→ **Aim of the task**: Reproduce every item below word for word.

A block of data:
○ ○ ○

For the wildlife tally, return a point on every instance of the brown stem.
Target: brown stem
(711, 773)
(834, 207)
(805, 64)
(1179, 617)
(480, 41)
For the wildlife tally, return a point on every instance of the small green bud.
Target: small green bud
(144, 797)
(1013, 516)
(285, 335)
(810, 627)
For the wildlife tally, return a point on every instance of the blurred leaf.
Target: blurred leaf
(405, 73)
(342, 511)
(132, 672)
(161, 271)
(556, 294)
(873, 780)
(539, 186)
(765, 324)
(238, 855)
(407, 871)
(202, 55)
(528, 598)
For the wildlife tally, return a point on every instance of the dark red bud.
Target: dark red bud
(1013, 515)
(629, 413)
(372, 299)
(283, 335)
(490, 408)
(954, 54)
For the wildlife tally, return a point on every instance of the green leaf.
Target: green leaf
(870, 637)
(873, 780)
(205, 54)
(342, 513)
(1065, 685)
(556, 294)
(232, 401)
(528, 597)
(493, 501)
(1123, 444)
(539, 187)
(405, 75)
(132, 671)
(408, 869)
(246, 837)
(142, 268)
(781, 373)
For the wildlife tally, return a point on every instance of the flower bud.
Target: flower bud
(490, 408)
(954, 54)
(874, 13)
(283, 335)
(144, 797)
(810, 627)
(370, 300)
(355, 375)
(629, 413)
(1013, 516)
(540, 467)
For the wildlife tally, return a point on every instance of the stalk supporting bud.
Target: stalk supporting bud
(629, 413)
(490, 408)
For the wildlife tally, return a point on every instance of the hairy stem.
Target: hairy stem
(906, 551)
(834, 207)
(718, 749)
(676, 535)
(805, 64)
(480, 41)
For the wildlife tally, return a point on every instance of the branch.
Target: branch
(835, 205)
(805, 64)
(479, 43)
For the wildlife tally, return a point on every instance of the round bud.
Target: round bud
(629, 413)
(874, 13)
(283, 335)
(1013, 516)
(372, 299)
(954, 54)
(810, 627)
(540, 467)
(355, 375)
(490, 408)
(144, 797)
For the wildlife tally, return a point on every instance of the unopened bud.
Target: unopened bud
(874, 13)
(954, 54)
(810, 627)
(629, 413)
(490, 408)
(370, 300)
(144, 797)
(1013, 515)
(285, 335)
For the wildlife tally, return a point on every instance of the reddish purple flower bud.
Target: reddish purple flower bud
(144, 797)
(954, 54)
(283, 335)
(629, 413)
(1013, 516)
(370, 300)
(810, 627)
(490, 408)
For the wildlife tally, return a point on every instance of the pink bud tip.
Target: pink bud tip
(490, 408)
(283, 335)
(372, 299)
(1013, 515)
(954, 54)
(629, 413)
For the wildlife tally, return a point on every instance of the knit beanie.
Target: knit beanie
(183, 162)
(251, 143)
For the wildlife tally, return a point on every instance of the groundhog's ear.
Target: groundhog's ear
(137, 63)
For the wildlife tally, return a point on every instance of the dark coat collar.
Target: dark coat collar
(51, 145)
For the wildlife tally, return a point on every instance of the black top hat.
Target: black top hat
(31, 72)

○ ○ ○

→ **Written solution**:
For the wildlife tally, return a point on every instance of the brown stem.
Target: brown stem
(711, 773)
(834, 207)
(805, 64)
(1179, 617)
(480, 41)
For the wildlife tally, return a point on every instance of the small green bud.
Target: small green bud
(144, 797)
(1013, 516)
(285, 335)
(810, 627)
For the wildlife tally, return a point on every instance of the blurred leaf.
Target: blurred leaf
(405, 73)
(342, 511)
(132, 672)
(161, 271)
(556, 294)
(873, 780)
(539, 186)
(765, 324)
(238, 855)
(407, 871)
(202, 55)
(528, 598)
For the wildlife tally, return a point on every instance of the dark red bud.
Target: dark red bud
(1013, 515)
(629, 413)
(372, 299)
(283, 335)
(490, 408)
(954, 54)
For the wildlife tally, return a point on every instance of the green leaf.
Target: green leaf
(870, 637)
(873, 780)
(205, 54)
(342, 513)
(1065, 685)
(556, 294)
(232, 401)
(528, 597)
(493, 501)
(1123, 444)
(539, 187)
(405, 75)
(132, 671)
(408, 869)
(246, 837)
(142, 268)
(781, 373)
For the wildlife tally, return a point on every instance of the flower bud.
Target: flower bud
(490, 408)
(954, 54)
(874, 13)
(283, 335)
(144, 797)
(810, 627)
(370, 300)
(355, 375)
(629, 413)
(1013, 516)
(540, 467)
For the wildlife tally, return a point on every instance of the stalk supporting bud.
Target: stalk supporting bud
(629, 413)
(490, 408)
For the wildlife tally, return a point on every instance of the hairy stem.
Target: hairy stem
(906, 551)
(834, 207)
(718, 749)
(676, 535)
(805, 64)
(480, 41)
For the wildlife tally, return a point on every instance of the branch.
Target: branch
(835, 205)
(805, 64)
(479, 43)
For the wildlife tally, return a point on every instance of the round bud.
Target: round bud
(629, 413)
(874, 13)
(283, 335)
(1013, 516)
(372, 299)
(954, 54)
(810, 627)
(540, 467)
(355, 375)
(490, 408)
(144, 797)
For the wildlife tally, return a point on every instance of the unopened bud.
Target: unopened bud
(874, 13)
(954, 54)
(810, 627)
(629, 413)
(490, 408)
(370, 300)
(144, 797)
(1013, 515)
(285, 335)
For the wildlife tally, return a point on every instance of the reddish purple flower bud.
Target: reddish purple flower bud
(144, 797)
(954, 54)
(283, 335)
(629, 413)
(1013, 516)
(370, 300)
(810, 627)
(490, 408)
For the wildlife tally, return a point on every instance of the pink bud tip.
Target: pink bud tip
(490, 408)
(283, 335)
(372, 299)
(1013, 515)
(954, 54)
(629, 413)
For the wildlife tally, return a point on every instance of the knit beanie.
Target: knit beanie
(183, 162)
(251, 143)
For the wildlife tally, return a point on every instance of the groundhog's ear.
Target: groundhog's ear
(137, 63)
For the wildlife tally, return a point on every instance of the dark coat collar.
Target: dark coat collar
(51, 145)
For the wildlife tally, return a point on every instance of the black top hat.
Target: black top hat
(31, 72)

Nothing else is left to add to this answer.